:: Dataset records ::

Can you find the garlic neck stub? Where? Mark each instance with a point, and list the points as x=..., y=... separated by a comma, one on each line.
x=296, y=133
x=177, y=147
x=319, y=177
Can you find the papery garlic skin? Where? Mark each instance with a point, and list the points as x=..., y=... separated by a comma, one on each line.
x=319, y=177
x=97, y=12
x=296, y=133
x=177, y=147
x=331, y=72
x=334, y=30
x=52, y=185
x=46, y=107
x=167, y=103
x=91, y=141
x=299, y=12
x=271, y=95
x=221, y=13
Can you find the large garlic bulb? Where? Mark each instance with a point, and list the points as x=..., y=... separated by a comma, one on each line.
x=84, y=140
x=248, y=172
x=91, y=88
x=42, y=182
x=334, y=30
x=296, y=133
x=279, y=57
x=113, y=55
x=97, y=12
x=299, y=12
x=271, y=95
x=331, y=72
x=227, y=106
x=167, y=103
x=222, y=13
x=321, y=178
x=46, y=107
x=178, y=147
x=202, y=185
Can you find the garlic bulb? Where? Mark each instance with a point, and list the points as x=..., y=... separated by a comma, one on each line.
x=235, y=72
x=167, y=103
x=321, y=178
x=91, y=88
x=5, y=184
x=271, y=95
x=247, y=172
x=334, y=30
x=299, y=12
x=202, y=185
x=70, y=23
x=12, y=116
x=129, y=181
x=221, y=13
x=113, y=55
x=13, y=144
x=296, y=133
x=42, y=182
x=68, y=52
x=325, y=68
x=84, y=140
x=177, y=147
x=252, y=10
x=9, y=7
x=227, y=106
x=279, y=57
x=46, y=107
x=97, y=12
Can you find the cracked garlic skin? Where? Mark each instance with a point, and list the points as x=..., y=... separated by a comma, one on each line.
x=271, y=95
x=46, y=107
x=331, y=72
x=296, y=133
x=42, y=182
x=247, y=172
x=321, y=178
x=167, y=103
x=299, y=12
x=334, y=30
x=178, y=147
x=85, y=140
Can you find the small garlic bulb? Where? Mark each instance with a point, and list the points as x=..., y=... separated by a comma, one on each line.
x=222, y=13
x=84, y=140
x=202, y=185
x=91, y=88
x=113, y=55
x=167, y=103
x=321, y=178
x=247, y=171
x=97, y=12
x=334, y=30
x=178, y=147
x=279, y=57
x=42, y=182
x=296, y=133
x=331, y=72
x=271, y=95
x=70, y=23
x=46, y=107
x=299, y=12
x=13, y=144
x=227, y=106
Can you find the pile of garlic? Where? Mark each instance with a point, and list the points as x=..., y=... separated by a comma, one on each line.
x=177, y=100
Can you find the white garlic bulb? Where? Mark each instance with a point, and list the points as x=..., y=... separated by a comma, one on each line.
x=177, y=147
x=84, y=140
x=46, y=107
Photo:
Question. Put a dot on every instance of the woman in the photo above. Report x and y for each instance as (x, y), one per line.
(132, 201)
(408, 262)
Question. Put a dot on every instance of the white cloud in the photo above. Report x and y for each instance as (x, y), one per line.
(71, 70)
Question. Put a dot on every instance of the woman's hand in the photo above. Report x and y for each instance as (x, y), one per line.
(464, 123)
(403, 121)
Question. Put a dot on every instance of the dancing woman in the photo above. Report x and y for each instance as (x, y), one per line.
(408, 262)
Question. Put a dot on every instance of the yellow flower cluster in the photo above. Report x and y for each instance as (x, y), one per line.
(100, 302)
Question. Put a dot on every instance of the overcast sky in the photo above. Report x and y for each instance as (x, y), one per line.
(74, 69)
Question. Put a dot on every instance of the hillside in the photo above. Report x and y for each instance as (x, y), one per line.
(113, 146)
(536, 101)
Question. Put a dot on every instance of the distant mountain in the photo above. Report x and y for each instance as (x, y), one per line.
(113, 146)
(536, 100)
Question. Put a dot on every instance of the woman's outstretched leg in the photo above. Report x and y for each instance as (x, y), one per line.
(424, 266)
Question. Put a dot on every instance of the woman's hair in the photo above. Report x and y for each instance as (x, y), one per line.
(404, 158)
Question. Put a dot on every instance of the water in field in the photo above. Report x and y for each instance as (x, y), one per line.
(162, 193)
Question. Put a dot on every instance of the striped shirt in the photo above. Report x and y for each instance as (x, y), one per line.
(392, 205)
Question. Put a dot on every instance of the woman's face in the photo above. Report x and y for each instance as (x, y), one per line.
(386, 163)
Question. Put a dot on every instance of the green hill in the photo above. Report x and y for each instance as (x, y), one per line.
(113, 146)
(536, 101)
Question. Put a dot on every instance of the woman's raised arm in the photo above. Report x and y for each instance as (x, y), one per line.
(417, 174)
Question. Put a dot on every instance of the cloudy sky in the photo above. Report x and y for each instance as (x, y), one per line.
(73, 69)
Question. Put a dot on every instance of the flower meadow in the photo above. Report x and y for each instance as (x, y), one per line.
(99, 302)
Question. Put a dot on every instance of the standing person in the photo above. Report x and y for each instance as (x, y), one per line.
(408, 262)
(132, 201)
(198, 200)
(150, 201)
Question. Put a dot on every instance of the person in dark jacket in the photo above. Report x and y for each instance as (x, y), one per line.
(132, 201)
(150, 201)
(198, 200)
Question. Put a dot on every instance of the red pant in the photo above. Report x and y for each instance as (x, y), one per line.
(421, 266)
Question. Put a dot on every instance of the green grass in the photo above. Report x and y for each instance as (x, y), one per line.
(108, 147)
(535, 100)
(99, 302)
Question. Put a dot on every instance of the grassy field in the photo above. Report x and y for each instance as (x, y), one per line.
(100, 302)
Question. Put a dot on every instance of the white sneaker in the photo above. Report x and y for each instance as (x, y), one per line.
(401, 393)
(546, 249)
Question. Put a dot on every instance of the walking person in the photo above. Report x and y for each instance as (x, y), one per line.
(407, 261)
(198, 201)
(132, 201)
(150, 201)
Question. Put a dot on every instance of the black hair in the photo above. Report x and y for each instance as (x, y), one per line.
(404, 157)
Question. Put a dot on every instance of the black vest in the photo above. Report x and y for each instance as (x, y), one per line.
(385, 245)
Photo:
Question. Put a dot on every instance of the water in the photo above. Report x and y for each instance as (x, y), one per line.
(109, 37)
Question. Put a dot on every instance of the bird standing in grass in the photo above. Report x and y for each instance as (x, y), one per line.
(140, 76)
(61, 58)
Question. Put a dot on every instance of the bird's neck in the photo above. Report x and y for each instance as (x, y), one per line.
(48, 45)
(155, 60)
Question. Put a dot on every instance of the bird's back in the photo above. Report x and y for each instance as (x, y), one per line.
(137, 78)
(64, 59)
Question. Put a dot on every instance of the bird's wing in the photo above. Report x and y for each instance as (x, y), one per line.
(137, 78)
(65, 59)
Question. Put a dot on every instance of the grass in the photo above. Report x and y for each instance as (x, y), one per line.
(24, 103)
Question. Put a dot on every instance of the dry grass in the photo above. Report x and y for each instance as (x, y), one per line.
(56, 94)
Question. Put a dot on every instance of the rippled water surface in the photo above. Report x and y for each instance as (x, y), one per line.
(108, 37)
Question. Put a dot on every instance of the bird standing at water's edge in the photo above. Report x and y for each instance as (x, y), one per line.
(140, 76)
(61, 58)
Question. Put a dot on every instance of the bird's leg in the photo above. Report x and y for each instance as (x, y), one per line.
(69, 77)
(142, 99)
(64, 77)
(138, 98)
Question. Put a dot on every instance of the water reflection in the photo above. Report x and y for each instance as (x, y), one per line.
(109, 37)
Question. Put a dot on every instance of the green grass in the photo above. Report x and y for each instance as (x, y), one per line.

:::

_Required work:_ Please quote the data above in full, with no line missing.

_Written reply:_
Can you find the garlic neck stub? Where? Mark each instance with a point, and list the points as x=..., y=... separated by a comma, one on each line.
x=296, y=133
x=177, y=147
x=319, y=177
Can you find the papery garlic skin? Where? Mark each instance with a point, and list the points as x=..., y=... separated by a comma, one on each line.
x=319, y=177
x=97, y=12
x=296, y=133
x=177, y=147
x=331, y=72
x=334, y=30
x=52, y=185
x=46, y=107
x=167, y=103
x=91, y=141
x=299, y=12
x=271, y=95
x=221, y=13
Can you find the large garlic bulb? Where? Mark each instance with a point, and list the points as x=..., y=... separated by a comma, one on each line.
x=84, y=140
x=248, y=172
x=91, y=88
x=42, y=182
x=334, y=30
x=296, y=133
x=279, y=57
x=113, y=55
x=97, y=12
x=299, y=12
x=271, y=95
x=331, y=72
x=227, y=106
x=167, y=103
x=222, y=13
x=321, y=178
x=46, y=107
x=178, y=147
x=202, y=185
Can you find the garlic bulb? Where? Mark each instance with a point, and list the points as x=..., y=... separated by a comma, one on each line.
x=235, y=72
x=167, y=103
x=321, y=178
x=91, y=88
x=5, y=184
x=271, y=95
x=247, y=172
x=334, y=30
x=299, y=12
x=202, y=185
x=70, y=23
x=12, y=116
x=129, y=181
x=221, y=13
x=113, y=55
x=13, y=144
x=296, y=133
x=42, y=182
x=68, y=52
x=325, y=68
x=84, y=140
x=177, y=147
x=252, y=10
x=9, y=7
x=227, y=106
x=279, y=57
x=46, y=107
x=97, y=12
Can you find the cracked garlic skin? Where? Mark each instance with a point, and list the points as x=..., y=... separated by a comma, one on each line.
x=271, y=95
x=46, y=107
x=331, y=72
x=296, y=133
x=42, y=182
x=247, y=172
x=321, y=178
x=167, y=103
x=299, y=12
x=334, y=30
x=178, y=147
x=85, y=140
Can you find the small garlic bulb? Where? Mark each instance with a point, and list the points as x=..., y=... separated by a comma, one on each line.
x=222, y=13
x=84, y=140
x=202, y=185
x=91, y=88
x=113, y=55
x=167, y=103
x=321, y=178
x=247, y=171
x=97, y=12
x=334, y=30
x=178, y=147
x=279, y=57
x=42, y=182
x=296, y=133
x=331, y=72
x=271, y=95
x=70, y=23
x=46, y=107
x=299, y=12
x=13, y=144
x=227, y=106
Can you find the pile of garlic? Where? Mark each instance with a point, and list the points as x=..., y=... separated by a comma, one on each line.
x=177, y=100
Can you find the white garlic bulb? Where? Mark each instance with a point, and list the points as x=..., y=... separated by a comma, one on each line.
x=177, y=147
x=84, y=140
x=46, y=107
Photo:
Question. Put a dot on every instance of the woman in the photo above. Report x and y for each instance as (x, y), one per line.
(132, 201)
(408, 262)
Question. Put a dot on every instance of the white cloud in the photo above. Report x and y for each instance as (x, y), one per line.
(71, 70)
Question. Put a dot on every instance of the woman's hand in the photo above. Report x and y for each instance as (x, y), one per line.
(464, 123)
(403, 121)
Question. Put a dot on every instance of the dancing woman in the photo above. Report x and y for each instance as (x, y), one per line.
(408, 262)
Question. Put a dot on every instance of the yellow flower cluster in the photo above. Report x and y for each instance as (x, y), one per line.
(100, 302)
Question. Put a dot on every instance of the overcast sky in the photo above. Report x and y for each instance as (x, y), one per line.
(74, 69)
Question. Put a dot on every instance of the hillside in the photo above. Report x and y for each instance as (x, y), one per line.
(113, 146)
(536, 101)
Question. Put a dot on every instance of the distant mountain in the photo above. Report x and y for each instance as (x, y), one per line.
(113, 146)
(536, 100)
Question. Put a dot on every instance of the woman's outstretched leg in the photo above. Report x and y for each instance as (x, y), one per line.
(424, 266)
Question. Put a dot on every instance of the woman's hair in the photo above. Report x and y for each instance as (x, y), one per line.
(404, 158)
Question. Put a dot on every instance of the water in field in the photo above. Report x and y for each instance as (x, y), one per line.
(162, 193)
Question. Put a dot on every instance of the striped shirt in the photo above. Report x and y for each instance as (x, y), one per line.
(392, 205)
Question. Put a dot on every instance of the woman's face in the photo above. Report x and y for each instance as (x, y), one per line.
(386, 163)
Question. Put a dot on every instance of the green hill in the photo above. Report x and y for each instance as (x, y), one per line.
(113, 146)
(536, 101)
Question. Put a dot on every instance of the woman's raised arm in the photo above. Report x and y for each instance as (x, y), one per line.
(417, 174)
Question. Put a dot on every instance of the cloudy sky in the photo above. Report x and y for each instance as (x, y), one per line.
(73, 69)
Question. Put a dot on every instance of the flower meadow in the photo above. Report x and y for each instance as (x, y), one per line.
(99, 302)
Question. Put a dot on every instance of the standing person in the photo above. Report x and y for each instance as (x, y), one per line.
(408, 262)
(132, 201)
(198, 200)
(150, 201)
Question. Put a dot on every instance of the person in dark jacket in the photo above. Report x and y for each instance as (x, y), one per line.
(132, 201)
(150, 201)
(198, 200)
Question. Put a dot on every instance of the red pant in the photo above. Report x and y for each instance as (x, y), one per line.
(421, 266)
Question. Put a dot on every instance of the green grass in the photo above. Report x and y for each instance as (x, y), one per line.
(108, 147)
(535, 100)
(99, 302)
Question. Put a dot on every instance of the grassy field in the photo above. Report x and y for each instance as (x, y), one per line.
(100, 302)
Question. Put a dot on every instance of the white sneaker in the photo above. Report x and y for each instance as (x, y), one per line.
(401, 393)
(546, 249)
Question. Put a dot on every instance of the walking person in the photo above. Report x and y for each instance as (x, y), one per line.
(407, 261)
(198, 201)
(132, 201)
(150, 201)
Question. Put a dot on every instance of the black hair in the photo above. Report x and y for each instance as (x, y), one per line.
(404, 157)
Question. Put a dot on every instance of the black vest in the photo above. Report x and y for each instance as (x, y), one per line.
(385, 245)
Photo:
Question. Put a dot on every instance of the water in the photo above. Report x and y for each instance as (x, y), one per line.
(109, 37)
Question. Put a dot on every instance of the bird standing in grass in the photo above. Report x and y for each instance as (x, y), one per line.
(140, 76)
(61, 58)
Question. Put a dot on every instance of the bird's neck in the photo above. Report x and y for each instance as (x, y), one per line.
(48, 45)
(155, 60)
Question. Put a dot on every instance of the bird's back in the photo above. Report x and y for each instance as (x, y), one per line.
(137, 78)
(64, 59)
Question. Put a dot on every instance of the bird's wing in the photo above. Report x and y for each instance as (x, y), one per line.
(137, 78)
(65, 59)
Question. Put a dot on every instance of the grass in the photo above. Report x and y for each instance as (x, y), one per line.
(24, 103)
Question. Put a dot on every instance of the dry grass in the photo above. Report x and y for each instance as (x, y), one per line.
(56, 94)
Question. Put a dot on every instance of the rippled water surface in the photo above. Report x and y for each instance as (x, y), one per line.
(108, 37)
Question. Put a dot on every instance of the bird standing at water's edge in the photo above. Report x and y for each instance as (x, y), one per line.
(140, 76)
(61, 58)
Question. Put a dot on every instance of the bird's leg in the photo above. Report x and y for each instance as (x, y), one per line.
(69, 77)
(142, 99)
(64, 77)
(138, 98)
Question. Put a dot on every instance of the water reflection in the photo above. Report x and y for each instance as (x, y), one per line.
(109, 37)
Question. Put a dot on every instance of the green grass in the photo above. Report x and y for each instance as (x, y), one per line.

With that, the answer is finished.